Task brief> Rewrite the lines from the one containing "Where can you see the parked" through the end of the data file, inclusive, putting "coat" wherever "jacket" appears and changing nothing else.

Part of a data file:
******************************

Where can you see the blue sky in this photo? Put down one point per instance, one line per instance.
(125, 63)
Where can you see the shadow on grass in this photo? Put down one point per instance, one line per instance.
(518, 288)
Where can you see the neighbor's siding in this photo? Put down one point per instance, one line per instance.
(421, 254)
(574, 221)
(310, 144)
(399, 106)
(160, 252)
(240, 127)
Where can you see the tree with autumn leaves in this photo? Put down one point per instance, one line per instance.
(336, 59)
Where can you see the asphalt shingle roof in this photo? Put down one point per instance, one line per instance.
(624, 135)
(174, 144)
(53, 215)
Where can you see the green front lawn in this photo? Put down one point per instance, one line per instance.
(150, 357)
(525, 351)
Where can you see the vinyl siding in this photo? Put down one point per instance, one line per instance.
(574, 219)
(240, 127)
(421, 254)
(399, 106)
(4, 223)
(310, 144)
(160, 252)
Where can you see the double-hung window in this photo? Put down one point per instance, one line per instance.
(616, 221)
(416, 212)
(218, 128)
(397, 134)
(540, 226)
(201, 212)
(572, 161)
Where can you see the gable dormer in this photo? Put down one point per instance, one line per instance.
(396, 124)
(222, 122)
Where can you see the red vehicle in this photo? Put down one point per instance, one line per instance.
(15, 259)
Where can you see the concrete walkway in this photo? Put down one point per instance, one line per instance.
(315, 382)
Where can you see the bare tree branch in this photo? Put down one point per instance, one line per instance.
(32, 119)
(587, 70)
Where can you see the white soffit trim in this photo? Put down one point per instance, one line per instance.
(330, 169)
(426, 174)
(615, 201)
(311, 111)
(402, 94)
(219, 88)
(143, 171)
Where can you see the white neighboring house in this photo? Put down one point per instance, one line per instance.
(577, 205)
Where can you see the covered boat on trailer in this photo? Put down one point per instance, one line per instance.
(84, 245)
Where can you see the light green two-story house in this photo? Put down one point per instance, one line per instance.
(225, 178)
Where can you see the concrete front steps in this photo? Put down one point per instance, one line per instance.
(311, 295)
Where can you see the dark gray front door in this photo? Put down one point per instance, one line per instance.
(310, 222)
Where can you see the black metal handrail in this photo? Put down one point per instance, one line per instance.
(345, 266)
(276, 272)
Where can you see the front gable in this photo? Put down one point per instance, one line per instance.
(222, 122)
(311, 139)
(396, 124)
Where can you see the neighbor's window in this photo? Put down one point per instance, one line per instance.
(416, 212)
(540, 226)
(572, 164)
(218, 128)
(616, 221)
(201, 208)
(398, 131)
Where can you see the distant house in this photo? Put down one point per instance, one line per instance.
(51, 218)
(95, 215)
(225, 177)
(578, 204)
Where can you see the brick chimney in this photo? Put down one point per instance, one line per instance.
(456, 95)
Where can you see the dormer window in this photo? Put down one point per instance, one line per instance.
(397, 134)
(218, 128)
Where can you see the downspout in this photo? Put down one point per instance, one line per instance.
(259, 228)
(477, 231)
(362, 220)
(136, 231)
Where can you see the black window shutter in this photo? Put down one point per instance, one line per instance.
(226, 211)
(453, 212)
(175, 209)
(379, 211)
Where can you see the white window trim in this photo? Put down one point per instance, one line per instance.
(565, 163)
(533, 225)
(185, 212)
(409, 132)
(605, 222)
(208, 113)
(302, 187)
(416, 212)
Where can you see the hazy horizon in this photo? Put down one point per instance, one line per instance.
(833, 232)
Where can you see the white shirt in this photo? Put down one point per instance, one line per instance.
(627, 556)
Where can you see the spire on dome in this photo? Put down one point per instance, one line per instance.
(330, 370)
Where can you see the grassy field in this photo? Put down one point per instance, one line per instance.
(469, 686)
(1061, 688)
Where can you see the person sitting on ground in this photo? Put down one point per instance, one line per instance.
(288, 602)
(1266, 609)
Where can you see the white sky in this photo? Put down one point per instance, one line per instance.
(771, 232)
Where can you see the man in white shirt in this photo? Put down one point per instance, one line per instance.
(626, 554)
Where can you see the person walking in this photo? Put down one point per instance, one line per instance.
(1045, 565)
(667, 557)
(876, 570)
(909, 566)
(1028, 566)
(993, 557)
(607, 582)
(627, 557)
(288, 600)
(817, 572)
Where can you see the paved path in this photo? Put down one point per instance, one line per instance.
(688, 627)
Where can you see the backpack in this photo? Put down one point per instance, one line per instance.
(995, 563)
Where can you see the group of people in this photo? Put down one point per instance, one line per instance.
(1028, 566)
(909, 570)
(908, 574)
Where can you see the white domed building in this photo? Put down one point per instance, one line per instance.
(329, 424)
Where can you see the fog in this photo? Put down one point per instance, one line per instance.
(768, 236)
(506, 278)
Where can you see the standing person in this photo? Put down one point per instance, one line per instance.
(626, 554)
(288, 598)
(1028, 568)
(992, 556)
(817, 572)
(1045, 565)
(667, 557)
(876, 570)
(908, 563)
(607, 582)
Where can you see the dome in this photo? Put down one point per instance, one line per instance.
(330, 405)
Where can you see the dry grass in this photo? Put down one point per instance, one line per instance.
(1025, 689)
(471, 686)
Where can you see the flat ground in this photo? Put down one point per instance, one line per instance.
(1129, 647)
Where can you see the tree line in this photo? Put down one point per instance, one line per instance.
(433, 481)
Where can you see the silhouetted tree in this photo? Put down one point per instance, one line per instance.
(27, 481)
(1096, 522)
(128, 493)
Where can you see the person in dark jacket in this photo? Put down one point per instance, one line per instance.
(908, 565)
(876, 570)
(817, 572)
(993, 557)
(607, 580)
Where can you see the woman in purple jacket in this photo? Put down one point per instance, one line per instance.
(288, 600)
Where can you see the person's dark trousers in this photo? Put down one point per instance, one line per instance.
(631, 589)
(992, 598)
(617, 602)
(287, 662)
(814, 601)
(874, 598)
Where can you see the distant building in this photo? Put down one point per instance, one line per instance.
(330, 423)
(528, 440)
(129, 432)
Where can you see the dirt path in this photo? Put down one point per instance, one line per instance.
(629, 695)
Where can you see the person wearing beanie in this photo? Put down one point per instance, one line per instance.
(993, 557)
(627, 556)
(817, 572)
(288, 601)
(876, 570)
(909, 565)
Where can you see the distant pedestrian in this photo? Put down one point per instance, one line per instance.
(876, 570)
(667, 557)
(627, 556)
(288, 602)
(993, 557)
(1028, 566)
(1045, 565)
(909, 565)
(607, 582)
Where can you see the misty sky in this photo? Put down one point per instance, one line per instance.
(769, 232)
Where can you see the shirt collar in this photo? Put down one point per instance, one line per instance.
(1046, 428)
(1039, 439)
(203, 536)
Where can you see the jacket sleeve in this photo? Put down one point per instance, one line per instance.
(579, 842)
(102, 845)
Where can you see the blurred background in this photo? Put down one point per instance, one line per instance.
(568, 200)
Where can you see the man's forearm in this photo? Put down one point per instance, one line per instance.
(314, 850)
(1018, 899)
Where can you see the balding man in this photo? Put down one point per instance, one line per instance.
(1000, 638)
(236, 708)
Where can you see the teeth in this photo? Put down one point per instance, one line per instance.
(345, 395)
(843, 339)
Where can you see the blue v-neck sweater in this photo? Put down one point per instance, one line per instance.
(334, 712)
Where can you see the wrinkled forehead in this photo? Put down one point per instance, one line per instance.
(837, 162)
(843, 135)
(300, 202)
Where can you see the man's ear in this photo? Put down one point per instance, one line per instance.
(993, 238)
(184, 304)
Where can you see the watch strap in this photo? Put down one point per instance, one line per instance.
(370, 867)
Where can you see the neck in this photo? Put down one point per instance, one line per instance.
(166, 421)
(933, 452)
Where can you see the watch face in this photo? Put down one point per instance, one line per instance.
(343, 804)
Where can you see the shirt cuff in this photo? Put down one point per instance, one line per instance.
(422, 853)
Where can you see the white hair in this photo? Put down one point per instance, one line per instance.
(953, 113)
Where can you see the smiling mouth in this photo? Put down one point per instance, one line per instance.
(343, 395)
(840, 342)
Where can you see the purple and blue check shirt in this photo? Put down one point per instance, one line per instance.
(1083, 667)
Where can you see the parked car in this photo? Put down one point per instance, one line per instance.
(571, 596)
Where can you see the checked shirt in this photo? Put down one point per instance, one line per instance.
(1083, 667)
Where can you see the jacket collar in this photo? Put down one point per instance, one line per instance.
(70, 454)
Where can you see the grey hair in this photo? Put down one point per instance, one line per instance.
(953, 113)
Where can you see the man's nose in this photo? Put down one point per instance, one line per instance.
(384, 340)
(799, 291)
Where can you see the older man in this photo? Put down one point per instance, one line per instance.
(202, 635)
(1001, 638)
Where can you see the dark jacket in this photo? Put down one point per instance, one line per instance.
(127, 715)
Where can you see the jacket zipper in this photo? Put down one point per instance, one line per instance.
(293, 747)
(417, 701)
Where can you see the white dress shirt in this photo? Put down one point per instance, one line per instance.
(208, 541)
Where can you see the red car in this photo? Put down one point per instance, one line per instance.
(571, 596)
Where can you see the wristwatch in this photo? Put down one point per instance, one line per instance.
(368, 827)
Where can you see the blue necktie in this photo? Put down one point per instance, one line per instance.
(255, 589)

******************************

Full output>
Where can you see the parked car in this photo? Put down one point per instance, one line per instance.
(571, 596)
Where can you see the checked shirt in this photo? Put down one point per instance, one line per instance.
(1083, 667)
Where can you see the coat collar in this photo? Put down one point per instance, one line per instance.
(70, 454)
Where can you see the grey hair in this photo? Put down one point per instance, one line per instance.
(953, 113)
Where can you see the man's nose in this photo? Put down one point per instance, one line per instance.
(384, 340)
(799, 291)
Where can you see the older man in this photo? Put down one point per instance, one line per instance.
(202, 635)
(1001, 638)
Where can you see the dark coat in this photo? Put down one point per instance, one line per instance.
(127, 715)
Where can you see the coat zipper in this photo? Put down one point per instance, one line per instance.
(293, 747)
(417, 701)
Where can you see the white dress shirt in this photo? Put down one point per instance, one line per instance.
(208, 541)
Where can you see the red car in this photo? Put down one point per instance, one line per instance.
(571, 596)
Where can you see the wristwatch in this photo? Put down one point per instance, one line per instance.
(368, 827)
Where can you see the blue necktie in this photo? Put down one point per instance, one line per instance.
(255, 589)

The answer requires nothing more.